═══ EXERCISE INPUT ═══
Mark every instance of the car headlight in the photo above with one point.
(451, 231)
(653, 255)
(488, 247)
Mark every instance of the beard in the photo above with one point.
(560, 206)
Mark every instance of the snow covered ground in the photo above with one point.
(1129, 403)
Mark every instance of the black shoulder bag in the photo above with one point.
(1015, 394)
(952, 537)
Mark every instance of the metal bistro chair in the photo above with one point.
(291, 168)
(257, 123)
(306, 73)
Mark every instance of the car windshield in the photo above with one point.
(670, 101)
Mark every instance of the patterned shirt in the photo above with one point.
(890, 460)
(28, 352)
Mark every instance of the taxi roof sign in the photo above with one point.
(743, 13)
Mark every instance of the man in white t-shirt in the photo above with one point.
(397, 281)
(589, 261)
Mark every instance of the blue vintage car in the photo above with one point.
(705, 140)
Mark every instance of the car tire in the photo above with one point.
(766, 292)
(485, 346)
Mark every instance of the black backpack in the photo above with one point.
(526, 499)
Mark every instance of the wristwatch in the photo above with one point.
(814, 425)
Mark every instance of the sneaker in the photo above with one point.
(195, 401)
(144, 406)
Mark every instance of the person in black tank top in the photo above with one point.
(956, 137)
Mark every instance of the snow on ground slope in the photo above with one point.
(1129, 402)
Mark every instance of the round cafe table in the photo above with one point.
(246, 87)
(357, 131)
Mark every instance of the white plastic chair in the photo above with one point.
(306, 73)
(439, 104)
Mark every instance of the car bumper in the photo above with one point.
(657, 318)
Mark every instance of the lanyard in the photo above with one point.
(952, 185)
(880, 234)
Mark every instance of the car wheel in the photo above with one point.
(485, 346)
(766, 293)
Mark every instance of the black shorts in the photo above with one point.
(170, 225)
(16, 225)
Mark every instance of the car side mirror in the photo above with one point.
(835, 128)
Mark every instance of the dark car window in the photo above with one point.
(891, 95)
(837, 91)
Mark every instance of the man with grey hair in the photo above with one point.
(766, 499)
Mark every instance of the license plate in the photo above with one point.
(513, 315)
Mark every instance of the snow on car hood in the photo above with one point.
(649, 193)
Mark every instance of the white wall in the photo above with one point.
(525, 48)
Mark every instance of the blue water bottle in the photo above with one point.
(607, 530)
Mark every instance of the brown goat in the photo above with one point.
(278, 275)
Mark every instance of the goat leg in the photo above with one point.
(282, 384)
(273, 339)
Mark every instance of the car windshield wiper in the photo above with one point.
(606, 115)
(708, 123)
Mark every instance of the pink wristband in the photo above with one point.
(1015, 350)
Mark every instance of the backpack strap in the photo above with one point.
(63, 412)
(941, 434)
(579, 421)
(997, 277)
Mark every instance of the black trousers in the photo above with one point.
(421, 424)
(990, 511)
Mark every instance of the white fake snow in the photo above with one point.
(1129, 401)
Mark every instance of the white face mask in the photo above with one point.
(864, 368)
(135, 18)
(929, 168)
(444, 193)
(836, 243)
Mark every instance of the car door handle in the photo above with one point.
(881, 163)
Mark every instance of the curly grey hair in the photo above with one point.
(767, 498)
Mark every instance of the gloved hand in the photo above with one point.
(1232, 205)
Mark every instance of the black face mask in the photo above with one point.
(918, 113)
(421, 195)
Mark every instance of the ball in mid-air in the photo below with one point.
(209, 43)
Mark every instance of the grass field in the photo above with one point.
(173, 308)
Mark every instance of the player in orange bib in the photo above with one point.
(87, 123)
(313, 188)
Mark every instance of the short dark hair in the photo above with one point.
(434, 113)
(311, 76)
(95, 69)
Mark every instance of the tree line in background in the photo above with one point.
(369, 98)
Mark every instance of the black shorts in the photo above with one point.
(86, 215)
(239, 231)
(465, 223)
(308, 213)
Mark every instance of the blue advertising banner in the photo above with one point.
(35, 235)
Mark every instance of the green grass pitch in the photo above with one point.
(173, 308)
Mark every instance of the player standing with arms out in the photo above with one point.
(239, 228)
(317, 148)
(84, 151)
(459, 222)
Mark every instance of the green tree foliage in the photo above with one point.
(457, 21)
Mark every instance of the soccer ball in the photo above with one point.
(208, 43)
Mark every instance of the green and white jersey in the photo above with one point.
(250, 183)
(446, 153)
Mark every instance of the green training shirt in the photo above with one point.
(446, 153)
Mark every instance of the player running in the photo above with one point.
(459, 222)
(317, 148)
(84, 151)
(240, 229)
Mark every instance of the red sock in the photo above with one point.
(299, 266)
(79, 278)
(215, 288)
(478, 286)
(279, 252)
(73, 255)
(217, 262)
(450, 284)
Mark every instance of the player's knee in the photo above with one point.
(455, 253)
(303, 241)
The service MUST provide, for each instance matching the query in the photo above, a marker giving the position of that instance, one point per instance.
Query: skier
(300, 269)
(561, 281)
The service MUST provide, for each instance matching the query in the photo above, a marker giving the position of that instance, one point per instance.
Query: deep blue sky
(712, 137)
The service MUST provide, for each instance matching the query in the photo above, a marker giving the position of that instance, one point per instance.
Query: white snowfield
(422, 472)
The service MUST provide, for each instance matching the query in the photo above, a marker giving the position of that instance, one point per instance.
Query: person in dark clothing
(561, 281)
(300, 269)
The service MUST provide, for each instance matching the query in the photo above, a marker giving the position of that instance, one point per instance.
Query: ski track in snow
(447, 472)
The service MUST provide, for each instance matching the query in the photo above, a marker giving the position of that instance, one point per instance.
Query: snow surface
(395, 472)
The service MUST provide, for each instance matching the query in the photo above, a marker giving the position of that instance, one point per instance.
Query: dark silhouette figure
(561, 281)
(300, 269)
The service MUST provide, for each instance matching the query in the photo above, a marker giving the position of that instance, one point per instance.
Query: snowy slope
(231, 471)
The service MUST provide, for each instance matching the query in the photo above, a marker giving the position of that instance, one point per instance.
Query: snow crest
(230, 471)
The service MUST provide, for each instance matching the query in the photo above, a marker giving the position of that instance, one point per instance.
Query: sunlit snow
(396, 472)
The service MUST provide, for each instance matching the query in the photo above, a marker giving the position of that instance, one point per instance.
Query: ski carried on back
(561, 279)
═══
> _TASK DESCRIPTION_:
Copy the lines of the listing exactly. Skip none.

> _COMPLETED EXERCISE_:
Mark every instance of the car headlight in the photo above with one point.
(451, 231)
(653, 255)
(488, 247)
Mark every instance of the beard in the photo above with one point.
(560, 206)
Mark every instance of the snow covered ground in the photo above with one point.
(1129, 403)
Mark every instance of the black shoulder bag in the photo above with one point.
(1015, 394)
(952, 537)
Mark every instance of the metal bistro chair in the photo above with one point.
(291, 168)
(257, 123)
(306, 73)
Mark every instance of the car windshield in the photo above with one point.
(670, 101)
Mark every instance of the patterned shirt in the photo above with one point.
(890, 460)
(28, 352)
Mark every instance of the taxi roof sign in the photo above with one point.
(743, 13)
Mark every instance of the man in white t-shirt in the photo above with one point.
(397, 281)
(589, 261)
Mark every instance of the blue vintage car in the photo above with one point.
(705, 140)
Mark every instance of the car tire in the photo above with one point.
(766, 292)
(485, 346)
Mark every instance of the black backpack in the photo above with one point.
(526, 499)
Mark every instance of the wristwatch in the photo above with one point.
(814, 425)
Mark every instance of the sneaker in the photo above with one point.
(195, 401)
(144, 406)
Mark every instance of the person in black tank top in the photo above with one point.
(956, 137)
Mark every instance of the snow on ground slope in the photo above with one point.
(1129, 402)
Mark every instance of the round cafe table in the photo above with one point.
(246, 87)
(357, 131)
Mark every instance of the white plastic chair in the photo above with one point.
(306, 73)
(439, 104)
Mark every instance of the car bumper in the photo above with one point.
(657, 318)
Mark every instance of the lanyard in the photo above with one point.
(952, 185)
(880, 234)
Mark every instance of the car wheel in the photo above with one point.
(485, 346)
(766, 293)
Mark every instance of the black shorts in the photo above with one point.
(170, 225)
(16, 225)
Mark every instance of the car side mirror in the photo above with one point.
(835, 128)
Mark every instance of the dark car window in the photo above with one point.
(891, 95)
(837, 91)
Mark every instance of the man with grey hair in the photo above with one point.
(766, 499)
Mark every instance of the license plate in the photo above with one point.
(513, 315)
Mark every instance of the snow on car hood in the photo above with one point.
(649, 193)
Mark every instance of the white wall in the photo above with one point.
(525, 48)
Mark every instance of the blue water bottle in the photo above with one point.
(607, 530)
Mark every instance of the brown goat in the photo above with one point.
(278, 275)
Mark every instance of the goat leg in the photo above with one point.
(282, 384)
(273, 339)
Mark every instance of the car windshield wiper in the photo above with one point.
(606, 115)
(708, 123)
Mark every instance of the pink wristband in the photo above with one point.
(1015, 350)
Mark every instance of the backpack strap in the photo above with one point.
(63, 412)
(941, 434)
(579, 421)
(997, 277)
Mark every instance of the black trousers in the photo above with one point.
(421, 424)
(990, 511)
Mark every instance of the white fake snow in the photo above with one point.
(1129, 401)
Mark every instance of the white face mask in the photo above with one point.
(864, 368)
(135, 18)
(929, 168)
(444, 193)
(836, 243)
Mark every instance of the car door handle in the photo above with one point.
(881, 163)
Mark every instance of the curly grey hair in the photo above with one point.
(767, 498)
Mark every instance of the gloved hand in the photo above with one point.
(1232, 205)
Mark every instance of the black face mask in the photo above with one point.
(918, 113)
(421, 195)
Mark every instance of the ball in mid-air in the photo below with one point.
(209, 43)
Mark every instance of the grass field in the photo above with one point.
(173, 308)
Mark every instance of the player in orange bib in the photo above with one point.
(87, 123)
(313, 188)
Mark every instance of the short dark hair in the photo above with one point.
(434, 113)
(311, 76)
(95, 69)
Mark every instance of the tree line in background in the photo above with one point.
(369, 98)
Mark every instance of the black shorts in the photo above with one point.
(86, 215)
(239, 231)
(465, 223)
(308, 213)
Mark every instance of the blue advertising banner in the photo above with one point.
(35, 235)
Mark every instance of the green grass pitch in the photo above with one point.
(173, 308)
Mark every instance of the player standing with arms out in the photo above with one point.
(239, 228)
(317, 148)
(84, 151)
(459, 222)
Mark every instance of the green tree foliage in the photo above with one point.
(457, 21)
Mark every instance of the soccer ball in the photo above with one point.
(208, 43)
Mark every instance of the green and white jersey in the photo above with one point.
(250, 183)
(446, 153)
Mark every instance of the green training shirt in the photo above with one point.
(446, 153)
Mark every instance of the player running in the photo above with one point.
(459, 222)
(317, 148)
(84, 151)
(240, 229)
Mark every instance of the red sock in the photo above with one point.
(299, 266)
(79, 278)
(215, 288)
(478, 286)
(279, 252)
(73, 255)
(217, 262)
(450, 284)
Mark every instance of the player's knee in the photo above with one point.
(455, 253)
(303, 241)
The service MUST provide, for each instance matching the query in the photo above, a marker giving the position of that instance, one point per instance.
Query: skier
(300, 269)
(561, 281)
The service MUST provide, for each instance matching the query in the photo above, a marker giving the position of that instance, one point per instance.
Query: deep blue sky
(712, 137)
The service MUST provide, for each instance matching the query in the photo above, a marker giving the position of that instance, one point per instance.
Query: white snowfield
(422, 472)
The service MUST provide, for each instance matching the query in the photo above, a marker giving the position of that instance, one point per instance.
Query: person in dark clothing
(561, 281)
(300, 269)
The service MUST provide, for each instance matching the query in the photo above, a marker giving the position of that instance, one point per instance.
Query: ski track in snow
(447, 472)
The service MUST provide, for each instance matching the query in the photo above, a marker giving the position of that instance, one point per instance.
Query: snow surface
(395, 472)
The service MUST provide, for each instance matching the query in the photo above, a marker giving the position of that instance, one point per instance.
Query: dark silhouette figure
(561, 281)
(300, 269)
The service MUST provide, for each instance matching the query in the photo above, a marker giving the position of that instance, one point per instance.
Query: snowy slope
(231, 471)
The service MUST provide, for each instance matching the query in the photo above, a marker giving the position of that instance, one point per instance.
Query: snow crest
(230, 471)
The service MUST provide, for each instance matching the query in the photo above, a marker giving the position of that instance, one point per instance.
Query: sunlit snow
(396, 472)
The service MUST provide, for each instance matching the query in the photo above, a marker giving the position of that instance, one point per instance.
Query: ski carried on back
(561, 279)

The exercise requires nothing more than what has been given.